YOUR TASK: Can you give the data below again with every "scouting survey record" swapped for "field survey record" and nothing else changed?

[Stored items from a collection]
* Begin *

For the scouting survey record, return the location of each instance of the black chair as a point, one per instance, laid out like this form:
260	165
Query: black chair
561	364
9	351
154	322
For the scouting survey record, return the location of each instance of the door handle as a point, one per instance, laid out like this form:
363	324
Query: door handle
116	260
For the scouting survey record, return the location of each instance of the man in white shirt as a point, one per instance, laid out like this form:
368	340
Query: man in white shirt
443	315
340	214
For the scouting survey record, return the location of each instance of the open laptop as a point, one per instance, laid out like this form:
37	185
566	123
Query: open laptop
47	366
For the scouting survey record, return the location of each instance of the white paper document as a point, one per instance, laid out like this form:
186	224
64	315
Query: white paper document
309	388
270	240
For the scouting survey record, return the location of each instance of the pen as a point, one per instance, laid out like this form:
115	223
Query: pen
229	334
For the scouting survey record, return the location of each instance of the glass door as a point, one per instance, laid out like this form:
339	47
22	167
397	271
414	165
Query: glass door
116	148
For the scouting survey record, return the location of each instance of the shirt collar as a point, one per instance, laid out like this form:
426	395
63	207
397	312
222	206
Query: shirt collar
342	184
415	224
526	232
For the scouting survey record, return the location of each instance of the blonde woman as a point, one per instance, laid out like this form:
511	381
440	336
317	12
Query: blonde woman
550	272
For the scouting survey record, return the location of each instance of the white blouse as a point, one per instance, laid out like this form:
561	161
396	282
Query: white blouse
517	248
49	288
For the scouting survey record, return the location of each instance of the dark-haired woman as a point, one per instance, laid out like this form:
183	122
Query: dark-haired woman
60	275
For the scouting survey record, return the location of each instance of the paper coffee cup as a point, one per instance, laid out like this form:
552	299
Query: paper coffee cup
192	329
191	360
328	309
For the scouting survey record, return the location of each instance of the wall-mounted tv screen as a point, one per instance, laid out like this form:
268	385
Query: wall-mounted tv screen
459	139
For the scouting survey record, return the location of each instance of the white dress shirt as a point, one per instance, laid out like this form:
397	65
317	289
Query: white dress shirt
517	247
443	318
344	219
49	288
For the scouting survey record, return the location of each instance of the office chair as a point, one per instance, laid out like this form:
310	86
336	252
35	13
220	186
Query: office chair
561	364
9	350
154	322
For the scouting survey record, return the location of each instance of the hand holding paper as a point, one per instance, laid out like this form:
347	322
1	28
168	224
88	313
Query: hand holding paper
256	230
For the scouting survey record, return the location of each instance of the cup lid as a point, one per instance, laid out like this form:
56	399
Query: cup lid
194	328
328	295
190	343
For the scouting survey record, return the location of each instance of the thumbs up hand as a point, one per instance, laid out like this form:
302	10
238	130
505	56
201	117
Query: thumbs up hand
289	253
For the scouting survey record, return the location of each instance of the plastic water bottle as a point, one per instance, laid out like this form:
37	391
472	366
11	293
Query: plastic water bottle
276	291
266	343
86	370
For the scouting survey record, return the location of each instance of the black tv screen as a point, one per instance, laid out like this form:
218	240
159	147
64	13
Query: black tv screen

* End *

IN RESPONSE:
For the field survey record, return the location of each instance of the black chair as a point, one per instance, laid out like this form:
260	165
Query: black chair
561	364
9	351
154	322
For the field survey record, return the location of each instance of the door handle as a point, one per instance, laid out like this form:
363	324
Query: door handle
116	260
For the field survey record, return the location of each instance of the man in white shirt as a point, one per instance, laid out like this form:
368	340
Query: man in white shirt
443	315
340	214
For the field survey record, return the location of each instance of the open laptop as a point, one per instance, laid out like this form:
37	185
566	123
Query: open laptop
47	366
For the field survey record, return the location of each instance of the white paper document as a point, one per instance, laid out like this form:
186	224
64	315
Query: white paper document
309	388
270	240
For the field survey record, return the location of each instance of the pen as a point, one per instance, laid out like this form:
115	223
Query: pen
229	334
For the field survey record, return the location of each instance of the glass door as a point, one per instance, laid out like this form:
339	47
22	167
397	271
414	165
Query: glass door
116	148
For the field survey record, return the location of each instance of the shirt collar as a point, one per instance, laid out like this form:
426	395
63	207
397	312
222	206
Query: shirt collar
342	184
415	224
526	232
For the field survey record, return the location of each instance of the blonde woman as a point, one per instance, laid out like this form:
511	381
440	336
317	12
Query: blonde woman
550	272
For the field survey record, return the location of each instance of the white blouse as a point, one per instance, laid out like this form:
561	161
396	282
Query: white blouse
517	248
49	288
For the field survey record, return the location of each instance of the dark-haired woman as a point, one per instance, laid out like this form:
183	122
Query: dark-haired woman
60	275
For the field survey record, return the location of each instance of the paper coffee cup as a point, one per instance, laid out like this form:
552	299
Query: paper coffee cup
192	329
191	360
328	309
For the field survey record, return the location of each instance of the wall-mounted tv screen as a point, one per instance, laid out like this form:
268	385
Query: wall-mounted tv screen
459	139
For the field survey record, return the location of each instance of the white dress shirt as a point, one per instance, laid out like this form:
397	65
317	289
Query: white dress shirt
517	247
443	318
344	219
49	288
For the field survey record, return the location of each instance of the office chair as a point, one per instance, laid out like this form:
310	86
336	252
35	13
220	186
Query: office chair
561	364
9	350
154	322
For the field survey record, return the location of each instance of the hand holding paper as a point, one per instance, laid out like this form:
347	322
1	28
168	224
88	313
Query: hand holding paper
256	230
For the field survey record, return the location of each instance of the cup lid as a point, one per instance, laid out like this form:
56	399
Query: cup lid
194	328
328	295
190	343
For the field survey record, return the location of each instance of the thumbs up hand as a point, one per instance, laid out like this form:
302	10
238	130
505	56
201	117
Query: thumbs up hand
289	253
For the field survey record, return the location of each instance of the plastic water bottle as a point, one per instance, laid out like this form:
37	391
472	366
11	293
Query: plastic water bottle
276	291
266	343
86	370
For the field survey record, return the location of each instance of the black tv screen as a point, one per instance, laid out like this form:
218	240
159	147
64	13
Query: black tv screen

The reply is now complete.